**YOUR OBJECTIVE**
Return unchanged the lines that start with the one containing "[point] utility pole" and continue through the final line.

**DATA SHOWN**
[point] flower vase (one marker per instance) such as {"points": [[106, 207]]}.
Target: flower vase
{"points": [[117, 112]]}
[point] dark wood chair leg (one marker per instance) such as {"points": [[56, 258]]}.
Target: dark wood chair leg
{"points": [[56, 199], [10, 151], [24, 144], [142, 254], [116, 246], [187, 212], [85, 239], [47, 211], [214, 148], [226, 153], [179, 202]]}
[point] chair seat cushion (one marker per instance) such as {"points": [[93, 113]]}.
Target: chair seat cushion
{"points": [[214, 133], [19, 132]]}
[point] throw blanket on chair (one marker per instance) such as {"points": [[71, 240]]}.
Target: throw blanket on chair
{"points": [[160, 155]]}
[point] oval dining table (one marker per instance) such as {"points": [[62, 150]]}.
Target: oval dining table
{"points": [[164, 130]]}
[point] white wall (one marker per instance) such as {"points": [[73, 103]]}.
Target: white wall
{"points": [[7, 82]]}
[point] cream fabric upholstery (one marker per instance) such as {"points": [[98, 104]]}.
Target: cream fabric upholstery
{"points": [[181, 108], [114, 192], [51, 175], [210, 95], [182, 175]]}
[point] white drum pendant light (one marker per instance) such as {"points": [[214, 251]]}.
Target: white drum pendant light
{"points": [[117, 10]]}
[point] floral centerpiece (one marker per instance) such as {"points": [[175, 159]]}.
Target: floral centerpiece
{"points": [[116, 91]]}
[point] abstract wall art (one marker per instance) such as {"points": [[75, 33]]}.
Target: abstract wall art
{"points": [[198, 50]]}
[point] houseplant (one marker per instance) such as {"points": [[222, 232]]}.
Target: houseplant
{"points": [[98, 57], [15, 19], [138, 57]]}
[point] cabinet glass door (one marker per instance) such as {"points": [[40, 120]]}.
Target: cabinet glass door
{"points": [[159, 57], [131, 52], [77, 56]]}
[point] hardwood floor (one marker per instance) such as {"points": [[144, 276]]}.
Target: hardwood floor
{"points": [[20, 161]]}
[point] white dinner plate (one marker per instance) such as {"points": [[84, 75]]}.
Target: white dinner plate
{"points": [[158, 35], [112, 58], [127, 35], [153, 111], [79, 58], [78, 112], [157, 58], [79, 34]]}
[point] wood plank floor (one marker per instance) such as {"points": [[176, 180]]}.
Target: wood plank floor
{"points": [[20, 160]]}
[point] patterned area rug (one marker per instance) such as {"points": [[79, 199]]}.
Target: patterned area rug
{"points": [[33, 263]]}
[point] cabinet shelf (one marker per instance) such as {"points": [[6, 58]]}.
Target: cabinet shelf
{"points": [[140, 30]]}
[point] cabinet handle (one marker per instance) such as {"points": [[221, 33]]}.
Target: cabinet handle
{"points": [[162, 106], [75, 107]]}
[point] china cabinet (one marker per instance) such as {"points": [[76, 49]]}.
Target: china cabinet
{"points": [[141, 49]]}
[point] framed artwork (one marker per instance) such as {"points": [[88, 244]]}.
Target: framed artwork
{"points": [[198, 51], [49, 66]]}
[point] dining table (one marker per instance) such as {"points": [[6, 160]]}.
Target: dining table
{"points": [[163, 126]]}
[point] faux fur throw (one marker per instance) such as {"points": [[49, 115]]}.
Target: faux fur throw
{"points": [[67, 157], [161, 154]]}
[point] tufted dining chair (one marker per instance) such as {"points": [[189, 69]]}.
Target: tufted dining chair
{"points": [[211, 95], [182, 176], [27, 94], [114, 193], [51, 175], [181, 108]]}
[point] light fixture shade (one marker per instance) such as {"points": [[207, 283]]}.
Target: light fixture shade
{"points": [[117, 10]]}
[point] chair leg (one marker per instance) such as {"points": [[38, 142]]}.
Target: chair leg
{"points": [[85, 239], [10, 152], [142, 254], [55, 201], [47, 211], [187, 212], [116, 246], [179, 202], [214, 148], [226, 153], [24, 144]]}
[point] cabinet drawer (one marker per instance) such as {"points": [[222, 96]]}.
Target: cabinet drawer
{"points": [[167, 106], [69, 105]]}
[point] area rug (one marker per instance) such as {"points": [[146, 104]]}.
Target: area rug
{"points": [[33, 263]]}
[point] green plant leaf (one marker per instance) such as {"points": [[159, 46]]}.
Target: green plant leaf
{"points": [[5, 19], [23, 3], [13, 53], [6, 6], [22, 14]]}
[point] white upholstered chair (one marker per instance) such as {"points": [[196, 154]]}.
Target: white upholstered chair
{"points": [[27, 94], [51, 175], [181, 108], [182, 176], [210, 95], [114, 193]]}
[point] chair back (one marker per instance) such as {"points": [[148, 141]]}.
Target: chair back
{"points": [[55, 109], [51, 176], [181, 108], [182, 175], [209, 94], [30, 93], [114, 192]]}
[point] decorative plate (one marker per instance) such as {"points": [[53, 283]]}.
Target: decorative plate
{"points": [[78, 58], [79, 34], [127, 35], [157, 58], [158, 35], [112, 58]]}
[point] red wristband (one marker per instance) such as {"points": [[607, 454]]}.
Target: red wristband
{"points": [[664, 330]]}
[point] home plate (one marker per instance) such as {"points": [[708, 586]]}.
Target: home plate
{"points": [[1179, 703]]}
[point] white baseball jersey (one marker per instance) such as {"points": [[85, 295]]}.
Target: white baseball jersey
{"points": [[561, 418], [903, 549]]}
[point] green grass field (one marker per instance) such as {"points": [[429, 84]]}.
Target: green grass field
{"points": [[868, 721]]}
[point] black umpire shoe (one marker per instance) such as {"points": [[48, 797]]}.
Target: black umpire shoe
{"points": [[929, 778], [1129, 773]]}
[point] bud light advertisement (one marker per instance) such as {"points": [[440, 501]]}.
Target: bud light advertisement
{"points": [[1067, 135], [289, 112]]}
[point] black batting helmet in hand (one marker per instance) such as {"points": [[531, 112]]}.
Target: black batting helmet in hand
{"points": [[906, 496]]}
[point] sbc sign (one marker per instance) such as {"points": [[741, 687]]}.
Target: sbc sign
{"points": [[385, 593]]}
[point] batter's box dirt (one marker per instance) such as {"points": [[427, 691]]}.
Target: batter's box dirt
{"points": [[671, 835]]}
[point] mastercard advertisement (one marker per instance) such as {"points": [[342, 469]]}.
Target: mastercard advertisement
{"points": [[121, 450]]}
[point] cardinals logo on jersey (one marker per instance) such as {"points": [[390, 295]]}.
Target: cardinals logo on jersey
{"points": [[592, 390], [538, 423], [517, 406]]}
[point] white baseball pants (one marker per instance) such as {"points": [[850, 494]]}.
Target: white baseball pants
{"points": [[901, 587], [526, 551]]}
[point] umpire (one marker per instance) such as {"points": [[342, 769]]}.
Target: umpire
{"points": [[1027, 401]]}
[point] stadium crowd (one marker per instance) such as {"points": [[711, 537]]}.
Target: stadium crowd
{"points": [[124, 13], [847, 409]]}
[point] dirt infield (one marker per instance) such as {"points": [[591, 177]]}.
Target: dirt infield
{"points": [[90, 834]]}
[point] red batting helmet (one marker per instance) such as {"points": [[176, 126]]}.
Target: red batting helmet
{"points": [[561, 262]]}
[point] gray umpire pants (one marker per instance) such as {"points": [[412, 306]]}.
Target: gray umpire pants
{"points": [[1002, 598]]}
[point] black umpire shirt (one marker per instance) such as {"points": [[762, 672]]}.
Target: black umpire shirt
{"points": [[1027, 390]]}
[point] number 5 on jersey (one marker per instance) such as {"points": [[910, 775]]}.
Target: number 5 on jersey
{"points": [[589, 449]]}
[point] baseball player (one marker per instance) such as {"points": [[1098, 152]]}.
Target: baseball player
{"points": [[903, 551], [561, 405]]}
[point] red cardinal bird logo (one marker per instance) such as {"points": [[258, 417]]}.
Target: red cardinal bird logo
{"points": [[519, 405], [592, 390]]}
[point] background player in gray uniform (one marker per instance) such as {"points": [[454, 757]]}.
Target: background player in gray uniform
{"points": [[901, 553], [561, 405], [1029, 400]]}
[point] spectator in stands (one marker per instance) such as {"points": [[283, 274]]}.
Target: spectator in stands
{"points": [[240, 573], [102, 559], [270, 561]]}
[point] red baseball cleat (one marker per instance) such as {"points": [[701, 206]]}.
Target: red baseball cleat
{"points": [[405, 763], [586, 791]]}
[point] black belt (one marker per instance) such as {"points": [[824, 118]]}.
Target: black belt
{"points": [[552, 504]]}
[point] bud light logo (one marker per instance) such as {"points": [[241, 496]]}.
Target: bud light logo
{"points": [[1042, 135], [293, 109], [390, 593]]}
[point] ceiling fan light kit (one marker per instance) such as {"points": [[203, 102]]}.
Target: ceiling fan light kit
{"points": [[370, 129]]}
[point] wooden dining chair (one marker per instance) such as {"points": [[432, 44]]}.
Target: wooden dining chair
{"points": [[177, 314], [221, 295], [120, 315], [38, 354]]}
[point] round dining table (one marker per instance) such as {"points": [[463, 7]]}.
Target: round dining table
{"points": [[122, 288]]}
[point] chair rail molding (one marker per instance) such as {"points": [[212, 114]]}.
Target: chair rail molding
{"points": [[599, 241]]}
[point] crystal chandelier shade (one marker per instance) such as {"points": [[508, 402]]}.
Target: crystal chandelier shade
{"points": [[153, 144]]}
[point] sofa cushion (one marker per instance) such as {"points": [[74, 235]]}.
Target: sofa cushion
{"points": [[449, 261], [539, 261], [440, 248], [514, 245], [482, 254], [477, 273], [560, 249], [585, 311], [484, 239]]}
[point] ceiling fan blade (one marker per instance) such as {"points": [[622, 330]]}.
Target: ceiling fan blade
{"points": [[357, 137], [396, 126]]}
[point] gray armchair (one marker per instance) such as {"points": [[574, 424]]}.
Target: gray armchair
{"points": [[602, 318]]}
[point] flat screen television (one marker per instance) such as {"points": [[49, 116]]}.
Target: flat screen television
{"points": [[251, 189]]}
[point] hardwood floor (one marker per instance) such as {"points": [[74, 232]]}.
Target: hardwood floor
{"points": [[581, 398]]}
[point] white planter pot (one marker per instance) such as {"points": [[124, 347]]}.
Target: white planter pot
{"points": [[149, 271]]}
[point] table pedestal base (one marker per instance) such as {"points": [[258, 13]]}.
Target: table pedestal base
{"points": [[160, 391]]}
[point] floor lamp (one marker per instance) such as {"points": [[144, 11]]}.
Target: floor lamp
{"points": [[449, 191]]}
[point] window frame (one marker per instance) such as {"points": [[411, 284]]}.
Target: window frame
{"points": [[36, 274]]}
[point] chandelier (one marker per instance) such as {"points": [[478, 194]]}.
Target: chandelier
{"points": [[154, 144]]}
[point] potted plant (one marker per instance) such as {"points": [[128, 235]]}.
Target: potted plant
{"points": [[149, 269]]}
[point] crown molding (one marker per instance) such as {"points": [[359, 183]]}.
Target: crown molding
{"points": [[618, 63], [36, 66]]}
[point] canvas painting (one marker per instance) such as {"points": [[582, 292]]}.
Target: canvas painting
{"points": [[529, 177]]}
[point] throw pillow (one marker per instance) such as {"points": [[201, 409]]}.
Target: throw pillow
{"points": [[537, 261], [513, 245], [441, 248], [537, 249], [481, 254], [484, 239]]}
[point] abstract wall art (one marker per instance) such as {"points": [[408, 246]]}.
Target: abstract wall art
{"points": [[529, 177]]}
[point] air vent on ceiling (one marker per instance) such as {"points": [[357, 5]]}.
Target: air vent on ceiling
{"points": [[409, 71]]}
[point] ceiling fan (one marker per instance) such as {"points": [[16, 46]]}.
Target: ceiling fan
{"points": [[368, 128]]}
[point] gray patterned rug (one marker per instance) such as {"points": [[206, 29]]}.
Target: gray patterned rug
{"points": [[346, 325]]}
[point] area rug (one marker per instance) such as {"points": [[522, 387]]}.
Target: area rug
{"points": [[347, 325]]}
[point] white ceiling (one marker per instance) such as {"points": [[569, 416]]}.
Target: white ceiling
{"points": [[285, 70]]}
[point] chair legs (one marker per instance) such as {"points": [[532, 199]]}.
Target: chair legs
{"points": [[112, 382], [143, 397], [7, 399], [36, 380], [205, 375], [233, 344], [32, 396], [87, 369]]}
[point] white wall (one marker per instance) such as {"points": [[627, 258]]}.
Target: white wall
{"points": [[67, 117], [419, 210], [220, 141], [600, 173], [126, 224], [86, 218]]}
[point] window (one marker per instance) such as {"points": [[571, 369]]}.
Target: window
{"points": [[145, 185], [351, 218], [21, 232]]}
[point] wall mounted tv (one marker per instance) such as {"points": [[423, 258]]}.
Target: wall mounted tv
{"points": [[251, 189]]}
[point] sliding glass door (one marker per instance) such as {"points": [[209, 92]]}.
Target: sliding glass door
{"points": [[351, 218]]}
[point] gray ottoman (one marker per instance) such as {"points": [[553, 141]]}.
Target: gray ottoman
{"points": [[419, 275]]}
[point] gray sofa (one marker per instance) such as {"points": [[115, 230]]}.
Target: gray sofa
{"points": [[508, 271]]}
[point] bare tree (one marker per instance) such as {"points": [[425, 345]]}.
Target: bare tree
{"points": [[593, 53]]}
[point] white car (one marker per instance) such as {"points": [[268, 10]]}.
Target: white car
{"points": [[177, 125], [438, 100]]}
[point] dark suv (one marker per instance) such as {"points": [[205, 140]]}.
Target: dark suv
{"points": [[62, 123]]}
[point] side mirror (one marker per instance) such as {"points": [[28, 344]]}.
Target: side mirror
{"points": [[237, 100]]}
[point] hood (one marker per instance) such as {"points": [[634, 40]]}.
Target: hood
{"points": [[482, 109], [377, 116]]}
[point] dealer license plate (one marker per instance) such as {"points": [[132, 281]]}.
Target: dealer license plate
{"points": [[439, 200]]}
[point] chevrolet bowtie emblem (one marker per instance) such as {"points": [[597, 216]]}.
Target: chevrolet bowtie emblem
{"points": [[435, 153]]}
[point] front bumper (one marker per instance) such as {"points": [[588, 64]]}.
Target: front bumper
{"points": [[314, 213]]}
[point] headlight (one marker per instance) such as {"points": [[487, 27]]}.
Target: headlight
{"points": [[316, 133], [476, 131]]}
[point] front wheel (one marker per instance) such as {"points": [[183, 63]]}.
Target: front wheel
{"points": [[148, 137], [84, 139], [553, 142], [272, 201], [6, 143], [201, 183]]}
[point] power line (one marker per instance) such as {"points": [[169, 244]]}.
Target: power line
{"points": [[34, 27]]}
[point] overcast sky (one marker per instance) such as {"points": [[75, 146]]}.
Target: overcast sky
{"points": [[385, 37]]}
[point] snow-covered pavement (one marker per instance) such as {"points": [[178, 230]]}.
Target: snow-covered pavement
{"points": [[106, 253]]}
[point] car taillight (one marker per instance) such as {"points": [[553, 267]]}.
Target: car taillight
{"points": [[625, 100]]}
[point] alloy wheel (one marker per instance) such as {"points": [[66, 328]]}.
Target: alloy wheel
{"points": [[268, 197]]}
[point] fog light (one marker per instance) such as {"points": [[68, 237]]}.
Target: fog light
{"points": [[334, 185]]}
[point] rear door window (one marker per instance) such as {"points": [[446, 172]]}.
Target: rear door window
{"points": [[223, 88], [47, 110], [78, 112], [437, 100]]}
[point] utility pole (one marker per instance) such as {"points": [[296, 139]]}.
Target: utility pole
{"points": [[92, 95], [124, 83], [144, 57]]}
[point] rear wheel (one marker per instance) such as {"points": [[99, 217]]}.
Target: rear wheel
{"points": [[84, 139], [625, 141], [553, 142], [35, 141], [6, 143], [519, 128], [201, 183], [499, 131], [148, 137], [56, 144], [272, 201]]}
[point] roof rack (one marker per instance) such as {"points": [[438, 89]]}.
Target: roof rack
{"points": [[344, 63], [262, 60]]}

**RESULT BELOW**
[point] utility pole (one marker per instance) such as {"points": [[296, 139]]}.
Target: utility pole
{"points": [[92, 95], [124, 83], [144, 57]]}
[point] rear wheel (one marker per instance) such as {"points": [[99, 217]]}.
Target: rear wheel
{"points": [[84, 139], [625, 141], [553, 142], [35, 141], [6, 143], [519, 128], [201, 183], [499, 131], [148, 137], [56, 144], [272, 201]]}
[point] roof rack (one marker per instance) such as {"points": [[438, 89]]}.
Target: roof rack
{"points": [[344, 63], [262, 60]]}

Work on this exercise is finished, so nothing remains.